## Excerto do documento
---+---

O Fernando Rocha Andrade. A minha despedida
O Fernando não era apenas um (bom) técnico. Tinha um sentido e um gosto apurado da política. Sei como senti a sua falta quando, inesperadamente, ele teve de abandonar o Governo.
Um dos maiores privilégios da nossa vida é trabalhar com pessoas inteligentes. Quando, além disso, são cultas, partilham o seu saber com prazer e generosidade, sem arrogância, sabendo que isso não os torna superiores ao coletivo a que pertencem, quando usam o humor com sagacidade, quando são “boa gente”, como é costume dizer-se, então fica-nos a sensação de estar perante espécies humanas raras e muito valiosas.
O Fernando era uma delas. Ele era um jurista de mão cheia e um especialista em Direito Fiscal. Mas não era essa a sua qualidade que eu mais apreciava. O que eu mais gostava nele era ser um criador de soluções, que desenhava primorosamente e executava ainda melhor.
Recordo quando pensámos eliminar o cartão de eleitor nos primórdios do cartão de cidadão nos idos de 2006. À volta tremiam os serviços da administração eleitoral, ameaçando que seria o caos. Mas o Fernando, que conhecia o sistema muito bem, sempre me assegurou a viabilidade da proposta e, no limite do que estava ao seu alcance, procurou transmitir a confiança a quem cabia a decisão. Infelizmente, só eu acreditei.

---+---

## Registos de dados
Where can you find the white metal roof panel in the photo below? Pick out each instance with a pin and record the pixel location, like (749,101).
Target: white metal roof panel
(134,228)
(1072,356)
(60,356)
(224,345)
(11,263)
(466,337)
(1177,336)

---+---

## Objetivos
(1) Segundo o excerto, em que ano se pensou eliminar o cartão de eleitor?
(2) Enumere todas as designações com que o excerto caracteriza Fernando nas frases iniciadas por «Ele era um jurista» e «O que eu mais gostava nele».
(3) Transcreva do excerto o trecho que vai de "Um dos maiores" até "e muito valiosas.".
Os registos constituem material independente do excerto.

## Em resposta
(1) Em 2006, nos primórdios do cartão de cidadão.

(2)
- Jurista de mão cheia
- Especialista em Direito Fiscal
- Criador de soluções

(3)
Um dos maiores privilégios da nossa vida é trabalhar com pessoas inteligentes. Quando, além disso, são cultas, partilham o seu saber com prazer e generosidade, sem arrogância, sabendo que isso não os torna superiores ao coletivo a que pertencem, quando usam o humor com sagacidade, quando são “boa gente”, como é costume dizer-se, então fica-nos a sensação de estar perante espécies humanas raras e muito valiosas.